L-glutamate is an important amino acid widely used as a food additive because of its taste enhancing property. In neurochemistry, it is a major excitatory neurotransmitter of the central nervous system and the enteric nervous system. L-glutamate can be measured by chromatographic methods which are complicated, time-consuming and require extensive sample pretreatment. The enzymatic method is chosen to overcome the problems mentioned above. Glutamate dehydrogenase (GDH) and glutamate decarboxylase (GDC) have been employed for the determination of L-glutamate. However, the GDC and GDH have some drawbacks due to poor substrate specificity and the requirement for expensive coenzyme such as NAD⁺. L-glutamate oxidase (GLOD) is used instead due to the relatively high substrate specificity comparing to GDH and GDC and no requirement for additional coenzyme.

L-glutamate oxidase is an enzyme that specifically catalyzes the oxidative deamination of L-glutamate in the presence of water and oxygen with the formation of a-ketoglutarate, ammonia and hydrogen peroxide. The hydrogen peroxide formed in this reaction can easily be detected by the chromogenic peroxidase reaction or amperometric method. Therefore, L-glutamate oxidase holds excellent potential for use as the principle component in the determination of L-glutamate.

In this study, we conducted a screening for glutamate oxidase-producing microorganisms from natural sources and investigating the physical and biochemical characteristics of the GLOD after the purification steps.

....

REQUIRED ACTION 1 =>
Translate this sentence from the passage on L-glutamate oxidase into Spanish: "The hydrogen peroxide formed in this reaction can easily be detected by the chromogenic peroxidase reaction or amperometric method."
REQUIRED ACTION 2 =>
In the passage on L-glutamate oxidase, what three products form when the enzyme catalyzes the oxidative deamination of L-glutamate?

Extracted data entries
....

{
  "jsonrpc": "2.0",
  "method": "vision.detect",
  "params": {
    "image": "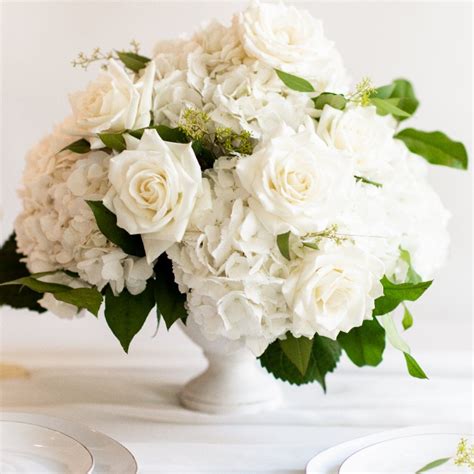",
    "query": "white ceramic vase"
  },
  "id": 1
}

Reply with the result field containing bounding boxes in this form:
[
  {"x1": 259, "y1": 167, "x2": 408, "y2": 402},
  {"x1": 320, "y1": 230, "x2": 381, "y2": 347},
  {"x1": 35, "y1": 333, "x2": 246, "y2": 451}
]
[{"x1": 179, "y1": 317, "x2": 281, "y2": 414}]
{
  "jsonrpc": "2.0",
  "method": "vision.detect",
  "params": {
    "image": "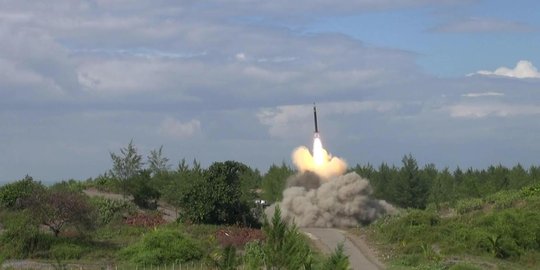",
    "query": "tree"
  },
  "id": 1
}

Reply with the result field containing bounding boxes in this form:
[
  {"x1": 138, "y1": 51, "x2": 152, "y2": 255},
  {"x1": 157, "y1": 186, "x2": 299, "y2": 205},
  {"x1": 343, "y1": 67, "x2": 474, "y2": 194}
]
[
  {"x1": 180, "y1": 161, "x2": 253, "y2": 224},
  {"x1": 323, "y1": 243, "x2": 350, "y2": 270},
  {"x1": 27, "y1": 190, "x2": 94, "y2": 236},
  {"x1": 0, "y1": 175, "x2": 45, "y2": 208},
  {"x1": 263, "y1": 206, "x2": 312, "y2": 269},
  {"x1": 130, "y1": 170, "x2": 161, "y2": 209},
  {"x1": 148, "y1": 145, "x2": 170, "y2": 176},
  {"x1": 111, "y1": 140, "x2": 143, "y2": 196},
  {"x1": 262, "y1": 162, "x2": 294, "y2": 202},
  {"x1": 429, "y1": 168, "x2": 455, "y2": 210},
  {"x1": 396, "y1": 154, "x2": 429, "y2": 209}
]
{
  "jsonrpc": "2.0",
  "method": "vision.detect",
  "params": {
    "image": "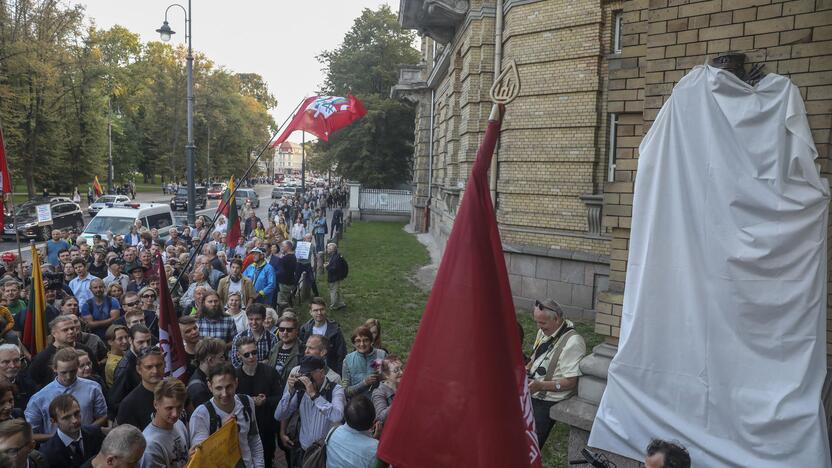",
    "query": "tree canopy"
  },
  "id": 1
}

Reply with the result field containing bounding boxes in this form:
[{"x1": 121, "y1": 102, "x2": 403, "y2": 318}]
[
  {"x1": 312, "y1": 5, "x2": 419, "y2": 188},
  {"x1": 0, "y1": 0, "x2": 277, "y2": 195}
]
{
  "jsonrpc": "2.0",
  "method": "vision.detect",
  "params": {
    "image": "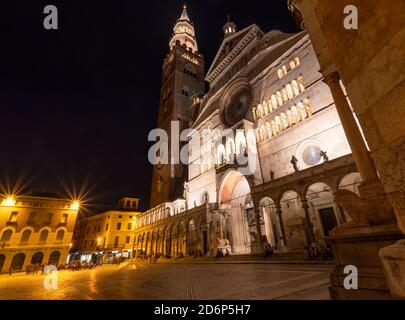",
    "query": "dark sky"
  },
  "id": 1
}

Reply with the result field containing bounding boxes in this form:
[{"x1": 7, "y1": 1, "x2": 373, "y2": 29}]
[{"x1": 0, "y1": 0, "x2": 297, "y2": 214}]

....

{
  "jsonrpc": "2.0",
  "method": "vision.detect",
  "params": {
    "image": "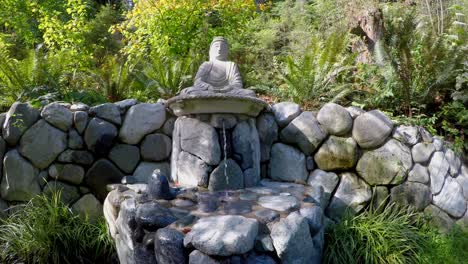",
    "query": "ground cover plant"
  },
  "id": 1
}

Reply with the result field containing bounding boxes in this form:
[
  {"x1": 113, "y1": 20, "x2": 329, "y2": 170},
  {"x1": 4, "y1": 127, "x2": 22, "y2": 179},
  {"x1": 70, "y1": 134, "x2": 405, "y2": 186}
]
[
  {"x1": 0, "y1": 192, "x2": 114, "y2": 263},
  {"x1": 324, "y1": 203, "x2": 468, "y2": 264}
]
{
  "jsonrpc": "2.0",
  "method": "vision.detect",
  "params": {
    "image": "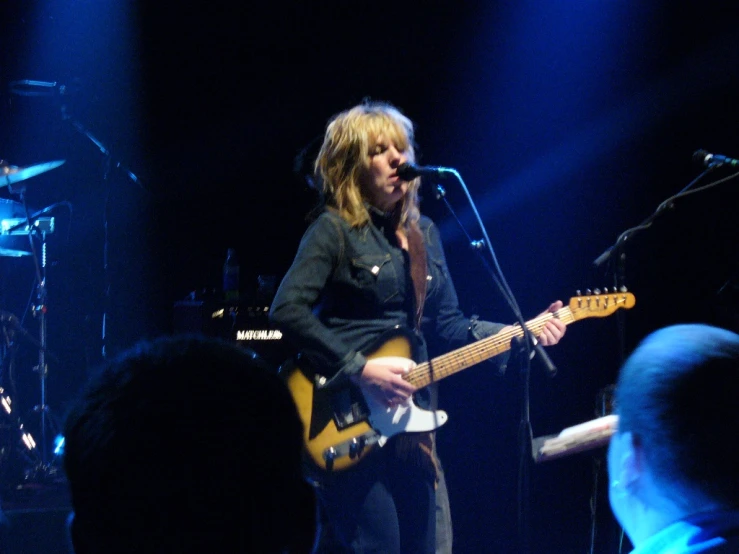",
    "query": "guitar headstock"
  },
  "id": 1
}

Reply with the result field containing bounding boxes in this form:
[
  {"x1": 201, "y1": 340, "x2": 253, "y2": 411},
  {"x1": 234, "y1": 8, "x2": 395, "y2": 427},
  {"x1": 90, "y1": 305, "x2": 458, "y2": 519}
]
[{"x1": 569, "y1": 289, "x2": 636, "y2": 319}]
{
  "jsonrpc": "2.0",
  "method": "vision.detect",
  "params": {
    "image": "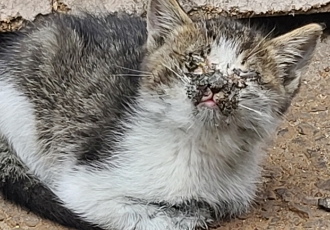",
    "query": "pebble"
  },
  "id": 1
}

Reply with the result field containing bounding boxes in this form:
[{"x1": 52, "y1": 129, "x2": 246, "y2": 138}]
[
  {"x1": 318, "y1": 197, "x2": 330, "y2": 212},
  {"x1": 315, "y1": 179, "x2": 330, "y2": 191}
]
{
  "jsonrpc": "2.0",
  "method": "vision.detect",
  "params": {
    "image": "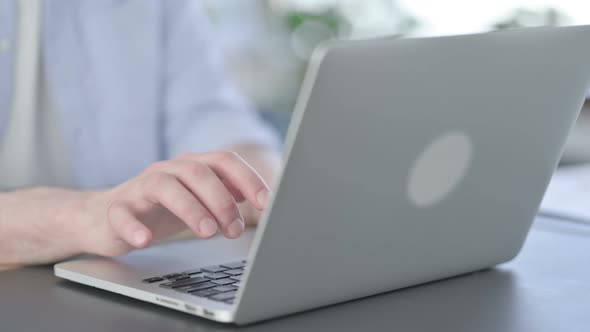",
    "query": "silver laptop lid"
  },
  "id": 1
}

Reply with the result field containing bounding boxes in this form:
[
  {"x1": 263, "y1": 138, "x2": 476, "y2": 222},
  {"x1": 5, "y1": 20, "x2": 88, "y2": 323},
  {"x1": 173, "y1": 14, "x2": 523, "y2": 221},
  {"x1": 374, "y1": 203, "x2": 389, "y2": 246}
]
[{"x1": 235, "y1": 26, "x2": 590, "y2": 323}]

....

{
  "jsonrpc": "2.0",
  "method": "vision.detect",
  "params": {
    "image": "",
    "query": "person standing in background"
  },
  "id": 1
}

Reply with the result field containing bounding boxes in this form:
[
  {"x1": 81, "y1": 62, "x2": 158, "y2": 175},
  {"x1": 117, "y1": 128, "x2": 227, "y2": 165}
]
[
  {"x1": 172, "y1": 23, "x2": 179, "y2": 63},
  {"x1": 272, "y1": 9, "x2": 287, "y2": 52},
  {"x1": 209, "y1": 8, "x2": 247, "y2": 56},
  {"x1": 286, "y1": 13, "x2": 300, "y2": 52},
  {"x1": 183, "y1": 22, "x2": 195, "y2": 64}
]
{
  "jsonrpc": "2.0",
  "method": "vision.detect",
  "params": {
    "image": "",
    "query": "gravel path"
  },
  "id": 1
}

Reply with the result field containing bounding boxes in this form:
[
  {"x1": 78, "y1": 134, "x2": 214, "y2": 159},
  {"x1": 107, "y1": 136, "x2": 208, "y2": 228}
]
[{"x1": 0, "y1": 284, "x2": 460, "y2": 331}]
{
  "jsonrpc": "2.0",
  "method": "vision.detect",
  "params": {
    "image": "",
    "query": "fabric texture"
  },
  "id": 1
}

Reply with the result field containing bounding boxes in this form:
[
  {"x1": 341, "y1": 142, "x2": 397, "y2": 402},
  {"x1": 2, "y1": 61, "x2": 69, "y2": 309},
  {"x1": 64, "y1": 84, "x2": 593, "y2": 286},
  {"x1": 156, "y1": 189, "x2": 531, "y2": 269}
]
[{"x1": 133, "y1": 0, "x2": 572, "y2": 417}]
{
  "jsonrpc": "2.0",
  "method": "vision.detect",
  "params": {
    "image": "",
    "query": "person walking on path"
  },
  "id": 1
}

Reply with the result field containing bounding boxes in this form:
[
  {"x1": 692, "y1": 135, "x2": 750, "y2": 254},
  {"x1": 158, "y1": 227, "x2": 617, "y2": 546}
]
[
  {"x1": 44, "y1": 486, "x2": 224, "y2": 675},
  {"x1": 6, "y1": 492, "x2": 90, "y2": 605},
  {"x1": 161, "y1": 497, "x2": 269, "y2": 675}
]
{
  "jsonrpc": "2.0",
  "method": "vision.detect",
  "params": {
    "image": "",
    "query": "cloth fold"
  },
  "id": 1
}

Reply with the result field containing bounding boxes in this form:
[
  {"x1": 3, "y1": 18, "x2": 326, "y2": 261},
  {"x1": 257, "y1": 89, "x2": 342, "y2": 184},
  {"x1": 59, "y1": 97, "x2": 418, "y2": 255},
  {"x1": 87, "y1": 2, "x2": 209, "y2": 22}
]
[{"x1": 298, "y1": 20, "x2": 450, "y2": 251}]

....

OUTPUT 1 =>
El peróxido de hidrógeno formado en esta reacción puede detectarse fácilmente mediante la reacción cromogénica de la peroxidasa o el método amperométrico.

OUTPUT 2 =>
a-ketoglutarate, ammonia and hydrogen peroxide